--- start of Document segment ---

Jonathan Sisto - Analyst
I'm sorry I said the next six to 12 months. Maybe, I misspoke. Sorry.
Cris Gaut - CEO
Sorry. Misunderstood. In 2013, our expectation is that things kind of bottom out, from a rig count standpoint, in the first half, and then we see improvements starting before mid-year of next year, or around mid-year in terms of the North America rig count or the US rig count. That's what we're planning for. I don't know that we given, that's why we give a range in our guidance, Jonathan. It could be that. And I think that our comments kind of incorporate continued decline through and into the first half of next year.
Jonathan Sisto - Analyst
Great. Thank you, very much.
Cris Gaut - CEO
okay, Jonathan.
Operator
Thank you. Our next question is from the line of Michael Marino. Please, go ahead.
Michael Marino - Analyst
Good morning.
Cris Gaut - CEO
Hi, Mike.
Michael Marino - Analyst
Cris, if I can just at the last question a little bit differently. If you do expect things to decline, then maybe rebound, so kind of a mirror image in 2013, would you expect any of your six sub segments to be down, year-on-year in 2013 from a top line standpoint?
Cris Gaut - CEO
If it's flow equipment, we started off the year really strong, so they would have to have a real good recovery to get back to make up for that. I would say that's probably the biggest question, but I think they will certainly see sequential improvement. Other than that, I think we feel pretty good about the cross specs for the businesses, and we also feel that we'll have progress on the acquisitions front, too.
Michael Marino - Analyst
Okay. And just as a follow-up, can you help us understand how a mixed shift affects the Subsea and Drilling margins. Obviously, drilling would be coming down, and subsea would be going up next year from a top line standpoint. What's the net result on margins?
Cris Gaut - CEO
Yes. What's nice is our margins have been converging across our product lines, and so the difference in gap between Drilling and some of the other product lines has been shrinking. So, Subsea operating income margins are a little bit lower than Drilling, but not significantly so. So I wouldn't overstate the mix effect there.

--- end of Document segment ---

Challenge 1
According to the call transcript, which business does the CEO say started the year really strong?
Challenge 2
List every person named in the call transcript, each with the title shown beside the name.
The entries that follow are separate material, unrelated to the call transcript.

--- start of Data extract ---

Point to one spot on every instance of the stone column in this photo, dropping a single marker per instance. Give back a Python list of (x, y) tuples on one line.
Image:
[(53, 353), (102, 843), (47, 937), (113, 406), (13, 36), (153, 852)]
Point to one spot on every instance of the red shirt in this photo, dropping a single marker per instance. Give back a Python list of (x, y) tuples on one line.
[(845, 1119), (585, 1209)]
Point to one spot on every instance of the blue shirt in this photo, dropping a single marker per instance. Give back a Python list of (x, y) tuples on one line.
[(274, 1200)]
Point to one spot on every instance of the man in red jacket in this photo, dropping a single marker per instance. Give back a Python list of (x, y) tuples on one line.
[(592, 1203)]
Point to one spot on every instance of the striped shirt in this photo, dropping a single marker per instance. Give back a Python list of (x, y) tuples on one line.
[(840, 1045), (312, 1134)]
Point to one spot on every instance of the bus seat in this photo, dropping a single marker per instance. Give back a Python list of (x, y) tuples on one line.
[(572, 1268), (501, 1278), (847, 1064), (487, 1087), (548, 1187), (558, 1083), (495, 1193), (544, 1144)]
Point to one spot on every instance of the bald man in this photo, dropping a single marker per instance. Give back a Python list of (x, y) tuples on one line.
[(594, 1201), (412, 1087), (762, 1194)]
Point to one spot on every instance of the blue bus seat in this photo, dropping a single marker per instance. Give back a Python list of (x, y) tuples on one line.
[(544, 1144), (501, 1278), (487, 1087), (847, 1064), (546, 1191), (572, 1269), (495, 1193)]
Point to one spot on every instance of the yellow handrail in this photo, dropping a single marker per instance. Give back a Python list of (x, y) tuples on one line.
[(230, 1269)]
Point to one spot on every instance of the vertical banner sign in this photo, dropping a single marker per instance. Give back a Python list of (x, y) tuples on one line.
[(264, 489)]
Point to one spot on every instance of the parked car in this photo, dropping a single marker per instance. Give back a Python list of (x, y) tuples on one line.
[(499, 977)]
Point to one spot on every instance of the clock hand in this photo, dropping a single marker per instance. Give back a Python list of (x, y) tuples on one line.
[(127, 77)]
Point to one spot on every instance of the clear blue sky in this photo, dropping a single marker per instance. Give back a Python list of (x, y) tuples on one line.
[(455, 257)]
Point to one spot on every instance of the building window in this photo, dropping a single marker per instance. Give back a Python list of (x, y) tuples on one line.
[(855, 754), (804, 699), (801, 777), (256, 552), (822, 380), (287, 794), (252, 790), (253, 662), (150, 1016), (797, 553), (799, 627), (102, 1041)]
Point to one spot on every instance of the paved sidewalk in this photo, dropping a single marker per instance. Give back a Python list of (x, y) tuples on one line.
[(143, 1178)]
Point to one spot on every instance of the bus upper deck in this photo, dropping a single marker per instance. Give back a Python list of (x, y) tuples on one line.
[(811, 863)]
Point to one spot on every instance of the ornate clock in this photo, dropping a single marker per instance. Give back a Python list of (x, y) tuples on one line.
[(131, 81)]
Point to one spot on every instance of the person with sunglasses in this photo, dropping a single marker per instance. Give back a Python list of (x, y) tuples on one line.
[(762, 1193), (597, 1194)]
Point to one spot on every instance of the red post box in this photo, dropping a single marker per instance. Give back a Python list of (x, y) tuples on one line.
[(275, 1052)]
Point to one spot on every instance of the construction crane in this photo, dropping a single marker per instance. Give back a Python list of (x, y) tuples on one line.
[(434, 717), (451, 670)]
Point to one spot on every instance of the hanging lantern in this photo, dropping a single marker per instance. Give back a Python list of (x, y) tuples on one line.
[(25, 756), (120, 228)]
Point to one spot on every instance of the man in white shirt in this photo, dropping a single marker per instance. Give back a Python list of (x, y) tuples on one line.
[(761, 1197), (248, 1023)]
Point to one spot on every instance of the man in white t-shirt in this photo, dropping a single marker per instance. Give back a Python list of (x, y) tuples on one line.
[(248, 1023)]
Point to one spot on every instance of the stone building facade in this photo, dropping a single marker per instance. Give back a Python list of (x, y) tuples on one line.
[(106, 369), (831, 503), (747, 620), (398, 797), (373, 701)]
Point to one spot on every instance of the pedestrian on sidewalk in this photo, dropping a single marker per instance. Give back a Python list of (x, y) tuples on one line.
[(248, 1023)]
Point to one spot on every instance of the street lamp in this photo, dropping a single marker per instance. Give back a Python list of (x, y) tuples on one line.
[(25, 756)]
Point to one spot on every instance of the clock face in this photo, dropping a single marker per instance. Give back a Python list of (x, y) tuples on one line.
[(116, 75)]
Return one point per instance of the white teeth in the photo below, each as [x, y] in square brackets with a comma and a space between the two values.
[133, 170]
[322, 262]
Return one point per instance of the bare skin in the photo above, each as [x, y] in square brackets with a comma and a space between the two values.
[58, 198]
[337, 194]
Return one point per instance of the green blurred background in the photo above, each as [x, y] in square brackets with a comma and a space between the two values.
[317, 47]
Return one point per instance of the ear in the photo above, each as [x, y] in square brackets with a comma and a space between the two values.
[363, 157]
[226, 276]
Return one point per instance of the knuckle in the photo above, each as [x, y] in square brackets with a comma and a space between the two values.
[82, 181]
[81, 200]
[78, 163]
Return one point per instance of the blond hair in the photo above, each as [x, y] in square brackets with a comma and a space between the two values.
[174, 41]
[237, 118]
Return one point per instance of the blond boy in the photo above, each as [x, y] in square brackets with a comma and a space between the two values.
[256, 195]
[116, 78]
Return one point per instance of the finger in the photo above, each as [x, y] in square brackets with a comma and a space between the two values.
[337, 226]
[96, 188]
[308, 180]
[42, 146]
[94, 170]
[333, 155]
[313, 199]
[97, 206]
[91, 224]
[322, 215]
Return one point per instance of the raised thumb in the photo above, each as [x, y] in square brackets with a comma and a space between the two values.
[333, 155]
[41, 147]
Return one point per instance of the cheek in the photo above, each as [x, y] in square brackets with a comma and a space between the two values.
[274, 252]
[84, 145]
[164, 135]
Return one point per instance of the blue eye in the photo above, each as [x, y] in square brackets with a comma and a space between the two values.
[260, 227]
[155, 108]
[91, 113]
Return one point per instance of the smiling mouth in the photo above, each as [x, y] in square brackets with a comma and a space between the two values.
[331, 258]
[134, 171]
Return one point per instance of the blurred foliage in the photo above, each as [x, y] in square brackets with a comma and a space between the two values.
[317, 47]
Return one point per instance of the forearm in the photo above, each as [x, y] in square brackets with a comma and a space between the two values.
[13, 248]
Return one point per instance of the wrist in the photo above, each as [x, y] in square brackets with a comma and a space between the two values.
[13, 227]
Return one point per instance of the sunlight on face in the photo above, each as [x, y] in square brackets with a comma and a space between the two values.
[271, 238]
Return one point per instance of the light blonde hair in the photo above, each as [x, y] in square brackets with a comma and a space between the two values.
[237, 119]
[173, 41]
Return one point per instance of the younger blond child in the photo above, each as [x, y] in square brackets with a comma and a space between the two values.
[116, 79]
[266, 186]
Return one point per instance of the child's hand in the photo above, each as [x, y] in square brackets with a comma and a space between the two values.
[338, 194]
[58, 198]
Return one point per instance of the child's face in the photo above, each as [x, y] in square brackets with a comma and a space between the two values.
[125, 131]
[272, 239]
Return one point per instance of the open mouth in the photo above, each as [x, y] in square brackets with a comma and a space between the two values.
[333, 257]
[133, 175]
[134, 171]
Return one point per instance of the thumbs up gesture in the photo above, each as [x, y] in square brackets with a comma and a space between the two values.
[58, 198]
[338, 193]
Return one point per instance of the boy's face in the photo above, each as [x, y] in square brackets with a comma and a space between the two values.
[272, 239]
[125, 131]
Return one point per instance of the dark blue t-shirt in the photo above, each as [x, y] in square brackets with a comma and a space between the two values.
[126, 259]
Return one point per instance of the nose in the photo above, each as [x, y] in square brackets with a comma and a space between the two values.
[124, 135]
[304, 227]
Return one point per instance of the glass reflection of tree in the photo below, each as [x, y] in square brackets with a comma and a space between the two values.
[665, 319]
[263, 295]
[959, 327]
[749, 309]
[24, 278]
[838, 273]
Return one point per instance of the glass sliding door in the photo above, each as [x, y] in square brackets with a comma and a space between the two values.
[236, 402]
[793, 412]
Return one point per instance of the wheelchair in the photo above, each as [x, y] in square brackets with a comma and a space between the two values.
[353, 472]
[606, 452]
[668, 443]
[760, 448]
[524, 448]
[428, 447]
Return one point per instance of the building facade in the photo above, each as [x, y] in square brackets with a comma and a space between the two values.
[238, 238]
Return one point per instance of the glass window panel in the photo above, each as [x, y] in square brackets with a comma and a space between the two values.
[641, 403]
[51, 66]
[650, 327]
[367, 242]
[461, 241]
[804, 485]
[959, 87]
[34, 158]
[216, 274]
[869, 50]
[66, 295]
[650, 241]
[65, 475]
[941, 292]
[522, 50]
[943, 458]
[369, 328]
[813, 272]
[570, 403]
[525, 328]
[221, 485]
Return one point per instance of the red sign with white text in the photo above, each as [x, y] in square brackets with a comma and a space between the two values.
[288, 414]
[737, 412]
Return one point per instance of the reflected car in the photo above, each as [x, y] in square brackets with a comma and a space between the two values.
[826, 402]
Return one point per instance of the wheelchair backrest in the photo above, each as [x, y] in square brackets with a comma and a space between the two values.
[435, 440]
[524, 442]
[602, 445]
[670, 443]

--- end of Data extract ---

Complete answer 1
Flow equipment.

Complete answer 2
- Jonathan Sisto, Analyst
- Cris Gaut, CEO
- Michael Marino, Analyst